[Records contained in a dataset]
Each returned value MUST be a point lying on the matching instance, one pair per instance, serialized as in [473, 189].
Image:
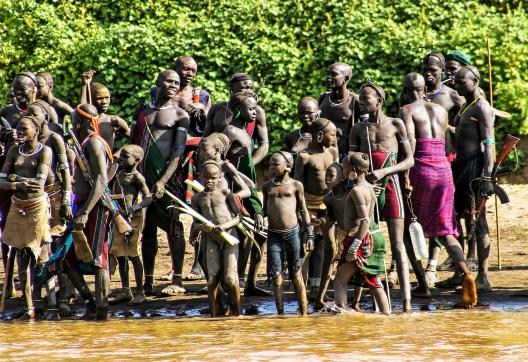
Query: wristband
[355, 246]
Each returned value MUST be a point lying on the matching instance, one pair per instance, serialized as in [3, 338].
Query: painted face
[211, 176]
[24, 89]
[432, 74]
[464, 83]
[277, 165]
[307, 113]
[335, 77]
[126, 160]
[26, 130]
[207, 151]
[43, 88]
[245, 86]
[329, 135]
[248, 110]
[102, 99]
[368, 100]
[349, 171]
[169, 85]
[333, 176]
[37, 112]
[187, 71]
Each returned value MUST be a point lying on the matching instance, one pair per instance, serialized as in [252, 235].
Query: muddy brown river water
[440, 335]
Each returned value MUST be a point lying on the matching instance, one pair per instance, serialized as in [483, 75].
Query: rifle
[106, 199]
[509, 144]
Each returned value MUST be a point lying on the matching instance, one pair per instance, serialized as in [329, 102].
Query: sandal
[173, 290]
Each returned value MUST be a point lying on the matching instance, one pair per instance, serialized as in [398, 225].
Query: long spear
[494, 150]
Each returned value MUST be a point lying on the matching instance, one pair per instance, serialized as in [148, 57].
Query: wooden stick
[496, 198]
[7, 277]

Written instruction
Every record must be copied exactly, with images dropped from the result.

Exercise response
Each returned value MUST be a point lying on the matching instance, one pair per instance, serialized as in [473, 189].
Image:
Query: wristband
[355, 246]
Each returned value MUST be a point lying on the matching instance, one pair per instance, serialized as in [3, 338].
Query: painted face
[211, 176]
[24, 89]
[432, 74]
[464, 83]
[277, 165]
[307, 113]
[335, 77]
[126, 160]
[26, 130]
[207, 151]
[43, 88]
[245, 86]
[329, 135]
[248, 110]
[102, 99]
[368, 100]
[349, 171]
[169, 85]
[333, 176]
[37, 112]
[187, 71]
Each returned value MUST be a point lying on the matching instance, one pair per instance, serialized as in [252, 235].
Query: muddy brown river water
[440, 335]
Each returned value MUST be a point lying on the matching instance, one pair per instance, serialized as in [483, 75].
Query: rifle
[106, 199]
[509, 144]
Each returned value MUST be a point lying on the matching instance, one pair per instance, serialized as in [329, 102].
Query: sandal
[173, 290]
Each returned value MUST be a point lying on the matching instance, one pair per instance, serialized as in [398, 225].
Query: long spear
[494, 150]
Each returned value MUST be a point lying on the matching instance, one pair per instance, serialized as in [148, 57].
Query: wooden stick
[496, 198]
[7, 277]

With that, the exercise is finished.